- Exercise: Reproduce everything from "Eric Killmonger is" down to "and black responsibility." in the essay on Black Panther, swapping "weeks" for "months".

When I was three, my big brother Sam smacked me on the head with a mini model car. He was five and frustrated that I kept stealing his toys. The incident left a small but permanent scar in the middle of my forehead. Throughout my childhood and into my early adulthood, I was ashamed of my scar. I hid my forehead under blunt bangs for years. Sam jokes that he put that scar there for a reason, and that I should be grateful because it adds character to my five-head. He’s always said that I should be proud of my scar.
There is a moment in Black Panther, when the light hits Shuri (Wakanda’s chief tech innovator and T’Challa’s little sister) just right and I noticed that Letitia Wright has an indent on her forehead almost identical to my scar. I was already emotional, obviously, but in this moment, the little girl who grew up watching superhero movies with her big brothers, who felt shame not only of her scar but also of her hair, her skin and the oxtail lunches her mom packed for school, was right there with me watching Shuri and seeing herself reflected on screen. To be clear, growing up I never wanted to be anything other than black, the daughter of Ghanaian and Jamaican immigrants; I just knew that I was supposed to feel embarrassed by these things based on my surroundings and everything pop culture told me, so I did. But there is no shame in Wakanda, only pride. The pride of Wakanda is radical, it’s in-your-face, it’s unlike anything we have ever seen in a mainstream film about Africa, and therein lies the audacity of Black Panther.
Eric Killmonger is Marvel’s best villain – arguably the best villain in a superhero movie, ever. Our resident Marvel scholar Sarah praised Killmonger’s villainy in her review so that’s not just my Michael Bae Jordan bias talking. We’re going to be reading think-pieces on think-pieces on the complexity of Eric Killmonger for weeks to come. There are two lines that Killmonger says that, aside from Letitia’s scar, I have thought about every day since I saw Black Panther the first time. By viewing number three, these two lines have come to embody what Black Panther means to me personally, and for, as the kids say, the culture. They exemplify why this movie is audaciously black, yes, but also why it’s a tale of black identity and black responsibility.

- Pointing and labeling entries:

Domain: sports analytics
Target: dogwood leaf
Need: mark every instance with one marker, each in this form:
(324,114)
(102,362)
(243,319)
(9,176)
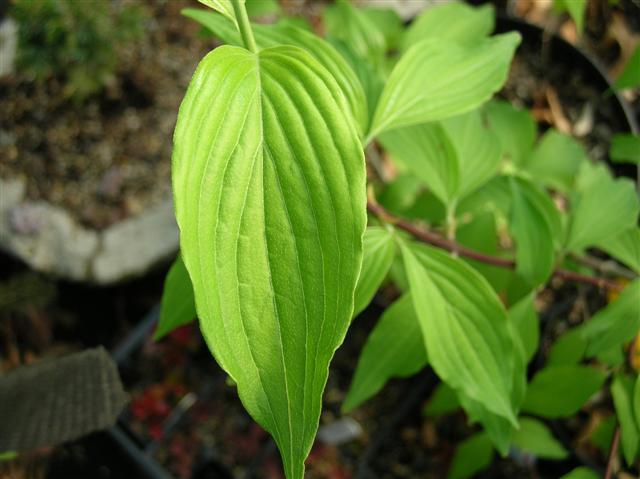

- Task solution:
Eric Killmonger is Marvel’s best villain – arguably the best villain in a superhero movie, ever. Our resident Marvel scholar Sarah praised Killmonger’s villainy in her review so that’s not just my Michael Bae Jordan bias talking. We’re going to be reading think-pieces on think-pieces on the complexity of Eric Killmonger for months to come. There are two lines that Killmonger says that, aside from Letitia’s scar, I have thought about every day since I saw Black Panther the first time. By viewing number three, these two lines have come to embody what Black Panther means to me personally, and for, as the kids say, the culture. They exemplify why this movie is audaciously black, yes, but also why it’s a tale of black identity and black responsibility.